- [Work to be completed]:
Reproduce the listing that follows with no differences at all.
^^^^
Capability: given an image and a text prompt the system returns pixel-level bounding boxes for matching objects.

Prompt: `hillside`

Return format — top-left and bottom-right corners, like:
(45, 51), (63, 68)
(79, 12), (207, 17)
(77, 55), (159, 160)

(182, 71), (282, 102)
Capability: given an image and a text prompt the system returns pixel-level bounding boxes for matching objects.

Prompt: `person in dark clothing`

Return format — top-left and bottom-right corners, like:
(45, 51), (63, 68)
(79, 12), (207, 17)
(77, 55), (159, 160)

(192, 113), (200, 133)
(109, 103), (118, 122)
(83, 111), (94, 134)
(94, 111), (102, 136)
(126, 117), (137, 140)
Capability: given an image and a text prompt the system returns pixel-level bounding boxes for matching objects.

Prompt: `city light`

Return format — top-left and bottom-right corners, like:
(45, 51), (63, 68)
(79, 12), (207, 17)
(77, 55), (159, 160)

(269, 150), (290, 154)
^^^^
- [Response to the task]:
Capability: given an image and a text prompt the system returns pixel-level bounding boxes for matching objects.

Prompt: `hillside`

Return format — top-left and bottom-right corners, like:
(45, 51), (63, 68)
(79, 12), (207, 17)
(77, 55), (159, 160)

(182, 71), (282, 102)
Capability: given an image and a text prompt the system returns pixel-level bounding boxes for matching objects.

Prompt: `person in dark clothing`

Return format — top-left and bottom-right corners, like:
(45, 51), (63, 68)
(79, 12), (207, 17)
(77, 55), (159, 160)

(192, 113), (200, 133)
(109, 103), (118, 122)
(83, 111), (94, 134)
(94, 111), (102, 136)
(126, 117), (137, 140)
Capability: given an image and a text prompt the system returns pixel-level bounding boxes for matching objects.

Prompt: `city light`

Return format — top-left and bottom-right corners, like:
(45, 51), (63, 68)
(79, 12), (207, 17)
(77, 55), (159, 160)

(269, 150), (290, 154)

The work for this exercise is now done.